» Document extract
++++++

A new paper entitled “Hydraulic and biotic impacts on neutralisation of high-pH waters“ has just been published online and in open access on the journal Science of the Total Environment. This paper is available here.
Our research showed that cascades lower pH and alkalinity more successfully than ponds, and that configuration should be adopted, if possible, in the passive treatment of high-pH waters.
We could also observe that biofilms promote neutralisation due to CO2 from respiration. In fact, photosynthesis and respiration in biofilms induce a diurnal effect at high pH. The pH variation in biofilm colonized systems shows a diurnal cycle of 1 to 1.5 pH units due to CO2 uptake and release associated with respiration and photosynthesis. However, the hydraulic configuration has more influence on neutralisation of alkaline waters than biofilm.
The management of alkaline (pH 11-12.5) leachate is an important issue associated with the conditioning, afteruse or disposal of steel slags (an important by-product of the steel industry). Passive in-gassing of atmospheric CO2 is a low cost option for reducing alkalinity, producing calcium carbonate.
View of the biofilm colonized systems used in the experiments
The field trial at the Scunthorpe British Steel plant started this month. We are currently monitoring the existing wetland for passive treatment of the steel slag leachate. We are aiming to understand better what happens to vanadium (plant uptake / partitioning) and also to determine the treatment buffering rates. We hope to be able to publish some exciting results soon!
Our team has another publication entitled: “Removal and recovery of vanadium from alkaline steel slag leachates with anion exchange resins” by Helena I. Gomes, Ashley Jones, Mike Rogerson, Gillian M. Greenway, Diego Fernandez-Lisbona, Ian T. Burke, and William M. Mayes, now published on the Journal of Environmental Management.
This work tested the efficiency of anion exchange resins for vanadium removal and recovery from steel slag leachates at pH 11.5. The results show, for the first time, that the resins can be used successfully to both remove and recover vanadium from steel slag leachate.
As an environmental contaminant, removal of vanadium from leachates may be an obligation for long-term management requirements of steel slag landfills. Vanadium removal coupled with the recovery can potentially be used to offset long-term legacy treatment costs.
The maximum adsorption capacity was 27 mg of vanadium per gram of resin. In the column tests, the concentration in the effluent was only 14% of the initial concentration after passing 90 L of steel slag leachate. We could recover 57–72% of vanadium from the resin. Trials on the reuse of the anion exchange resin showed that it could be reused 20 times without loss of efficacy, and on average 69% of vanadium was recovered during regeneration.

++++++

» Recorded information
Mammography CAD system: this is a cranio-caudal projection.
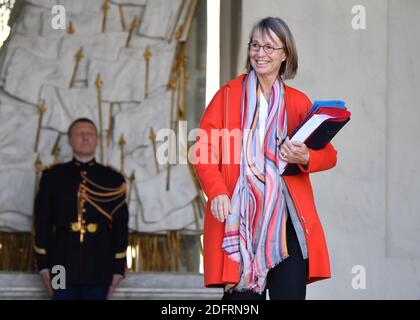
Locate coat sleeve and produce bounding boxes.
[193,88,228,201]
[112,177,128,276]
[33,171,54,271]
[298,96,337,173]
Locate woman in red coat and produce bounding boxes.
[194,18,337,300]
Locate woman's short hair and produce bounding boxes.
[246,17,298,80]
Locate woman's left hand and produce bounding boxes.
[280,137,310,166]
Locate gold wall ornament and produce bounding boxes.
[125,17,139,48]
[106,102,114,147]
[166,79,176,191]
[67,21,76,34]
[102,0,109,33]
[149,127,160,173]
[95,73,104,163]
[69,46,83,88]
[168,0,187,42]
[118,4,126,31]
[144,46,152,99]
[34,101,47,152]
[127,170,136,205]
[118,134,125,174]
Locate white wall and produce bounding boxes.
[240,0,420,299]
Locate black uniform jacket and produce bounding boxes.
[34,159,128,286]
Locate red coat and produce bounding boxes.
[195,75,337,287]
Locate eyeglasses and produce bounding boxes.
[248,42,284,54]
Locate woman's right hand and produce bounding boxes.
[210,194,231,222]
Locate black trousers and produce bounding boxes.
[222,215,308,300]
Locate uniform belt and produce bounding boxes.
[70,222,98,233]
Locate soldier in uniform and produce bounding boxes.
[34,118,128,299]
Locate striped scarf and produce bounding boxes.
[222,70,288,293]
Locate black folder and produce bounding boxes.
[282,118,350,176]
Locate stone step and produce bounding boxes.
[0,272,223,300]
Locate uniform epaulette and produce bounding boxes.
[42,162,60,171]
[106,164,121,174]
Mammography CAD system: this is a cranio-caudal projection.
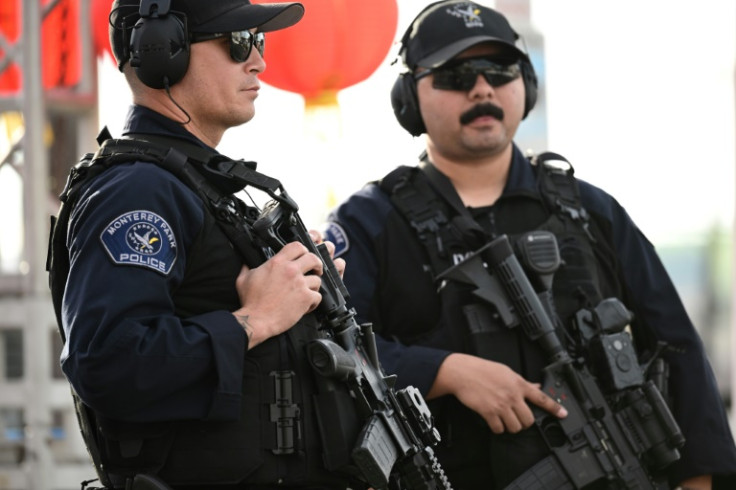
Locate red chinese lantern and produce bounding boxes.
[0,0,82,94]
[254,0,398,105]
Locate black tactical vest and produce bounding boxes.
[380,154,621,488]
[47,135,360,488]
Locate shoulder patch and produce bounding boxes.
[100,210,177,275]
[324,222,350,257]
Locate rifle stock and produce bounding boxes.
[440,231,684,490]
[253,194,451,490]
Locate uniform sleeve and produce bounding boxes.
[588,183,736,484]
[325,184,450,396]
[62,163,245,422]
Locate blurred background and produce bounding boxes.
[0,0,736,490]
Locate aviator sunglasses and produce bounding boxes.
[414,58,521,92]
[192,30,266,63]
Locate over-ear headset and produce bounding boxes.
[391,2,537,136]
[124,0,189,88]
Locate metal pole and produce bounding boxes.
[21,1,53,490]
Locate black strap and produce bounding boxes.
[531,152,597,243]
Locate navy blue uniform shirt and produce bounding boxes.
[326,147,736,481]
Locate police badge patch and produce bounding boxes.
[100,210,176,275]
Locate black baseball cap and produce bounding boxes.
[109,0,304,69]
[400,0,529,70]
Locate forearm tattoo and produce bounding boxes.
[240,315,253,347]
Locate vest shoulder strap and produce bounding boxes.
[530,152,597,243]
[379,166,456,276]
[378,152,597,276]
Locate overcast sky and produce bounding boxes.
[0,0,736,272]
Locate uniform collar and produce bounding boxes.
[123,105,216,151]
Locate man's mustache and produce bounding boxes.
[460,102,503,125]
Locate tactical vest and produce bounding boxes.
[47,132,360,488]
[380,153,621,375]
[380,153,621,488]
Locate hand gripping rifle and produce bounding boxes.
[440,231,684,490]
[253,192,451,490]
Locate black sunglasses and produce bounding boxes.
[191,30,266,63]
[414,58,521,92]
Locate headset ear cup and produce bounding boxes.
[521,61,538,118]
[391,72,427,136]
[130,14,189,89]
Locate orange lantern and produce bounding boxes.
[253,0,398,105]
[0,0,82,94]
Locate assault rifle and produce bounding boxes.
[440,231,684,490]
[253,193,451,490]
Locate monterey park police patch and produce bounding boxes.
[100,210,176,274]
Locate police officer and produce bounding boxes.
[54,0,359,489]
[327,0,736,489]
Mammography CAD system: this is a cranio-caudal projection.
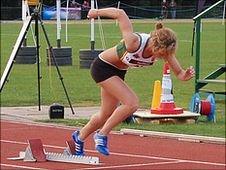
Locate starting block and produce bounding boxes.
[8,139,100,165]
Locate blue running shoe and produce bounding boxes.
[72,131,84,156]
[93,133,110,155]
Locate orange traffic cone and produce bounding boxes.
[151,63,183,114]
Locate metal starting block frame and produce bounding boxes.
[8,139,100,165]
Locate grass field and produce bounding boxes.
[1,20,225,136]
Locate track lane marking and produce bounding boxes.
[0,163,48,170]
[0,139,226,166]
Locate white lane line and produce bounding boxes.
[0,139,226,166]
[0,163,47,170]
[78,161,180,170]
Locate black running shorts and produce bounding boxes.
[90,57,126,83]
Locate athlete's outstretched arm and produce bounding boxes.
[87,8,139,52]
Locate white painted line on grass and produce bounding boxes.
[1,163,47,170]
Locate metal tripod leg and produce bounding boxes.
[38,17,75,114]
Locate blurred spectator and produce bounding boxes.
[70,0,81,8]
[169,0,177,19]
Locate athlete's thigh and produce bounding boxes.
[99,76,138,104]
[100,87,119,116]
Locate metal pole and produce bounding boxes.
[222,1,226,25]
[39,18,75,114]
[195,18,201,93]
[56,0,61,48]
[33,9,41,111]
[90,0,95,50]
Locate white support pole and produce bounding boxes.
[56,0,61,47]
[65,0,69,42]
[90,0,95,50]
[22,0,27,22]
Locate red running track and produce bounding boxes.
[1,120,226,170]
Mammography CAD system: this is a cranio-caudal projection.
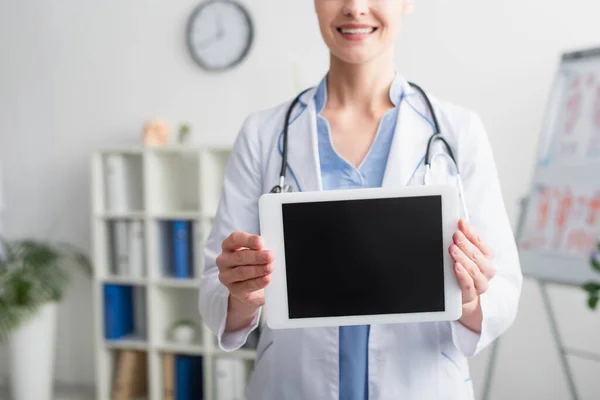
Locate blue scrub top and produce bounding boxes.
[315,75,403,400]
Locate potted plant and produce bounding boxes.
[178,123,191,145]
[583,242,600,310]
[0,239,92,400]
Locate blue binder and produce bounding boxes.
[172,220,191,278]
[175,355,204,400]
[104,284,134,340]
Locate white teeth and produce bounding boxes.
[341,28,375,35]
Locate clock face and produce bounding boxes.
[187,0,254,70]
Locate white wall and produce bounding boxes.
[0,0,600,399]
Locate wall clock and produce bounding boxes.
[186,0,254,71]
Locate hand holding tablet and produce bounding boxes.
[259,185,462,328]
[217,186,495,330]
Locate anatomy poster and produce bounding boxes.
[519,182,600,257]
[547,66,600,164]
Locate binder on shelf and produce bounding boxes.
[175,355,204,400]
[104,154,130,212]
[111,220,129,276]
[128,220,145,278]
[171,220,192,278]
[112,350,148,400]
[104,284,134,340]
[214,357,248,400]
[162,353,175,400]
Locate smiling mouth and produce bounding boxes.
[337,27,377,35]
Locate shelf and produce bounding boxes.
[156,342,206,355]
[150,210,203,220]
[100,275,148,286]
[96,211,146,220]
[91,145,258,400]
[146,150,200,213]
[104,335,149,350]
[154,278,200,289]
[95,151,145,213]
[151,287,204,350]
[213,349,256,360]
[149,218,204,280]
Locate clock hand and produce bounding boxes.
[196,33,219,49]
[217,14,225,39]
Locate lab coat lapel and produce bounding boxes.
[286,89,322,192]
[382,90,433,187]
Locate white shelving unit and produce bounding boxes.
[92,147,255,400]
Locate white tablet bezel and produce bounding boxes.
[259,185,462,329]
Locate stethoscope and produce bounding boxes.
[271,82,469,221]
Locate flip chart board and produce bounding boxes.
[517,48,600,285]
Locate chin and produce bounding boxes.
[331,51,381,65]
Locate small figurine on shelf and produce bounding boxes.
[144,118,169,146]
[169,320,197,344]
[178,123,190,145]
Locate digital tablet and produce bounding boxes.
[259,185,462,329]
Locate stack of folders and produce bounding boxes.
[103,284,146,340]
[161,220,195,279]
[162,353,204,400]
[112,350,148,400]
[104,154,145,278]
[214,357,249,400]
[111,220,145,278]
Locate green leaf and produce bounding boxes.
[582,282,600,294]
[592,258,600,272]
[0,237,92,343]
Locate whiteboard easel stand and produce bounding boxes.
[482,197,600,400]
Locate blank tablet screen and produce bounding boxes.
[282,196,445,319]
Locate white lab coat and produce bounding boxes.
[200,76,522,400]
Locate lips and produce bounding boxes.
[337,24,377,40]
[338,27,377,35]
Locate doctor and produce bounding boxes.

++++++

» Task objective
Rewrite the passage of the steel slag text between "Our team has" and "legacy treatment costs.", inclusive, with "anion exchange resins" changed to "ion exchange resins".

» Expected output
Our team has another publication entitled: “Removal and recovery of vanadium from alkaline steel slag leachates with ion exchange resins” by Helena I. Gomes, Ashley Jones, Mike Rogerson, Gillian M. Greenway, Diego Fernandez-Lisbona, Ian T. Burke, and William M. Mayes, now published on the Journal of Environmental Management.
This work tested the efficiency of ion exchange resins for vanadium removal and recovery from steel slag leachates at pH 11.5. The results show, for the first time, that the resins can be used successfully to both remove and recover vanadium from steel slag leachate.
As an environmental contaminant, removal of vanadium from leachates may be an obligation for long-term management requirements of steel slag landfills. Vanadium removal coupled with the recovery can potentially be used to offset long-term legacy treatment costs.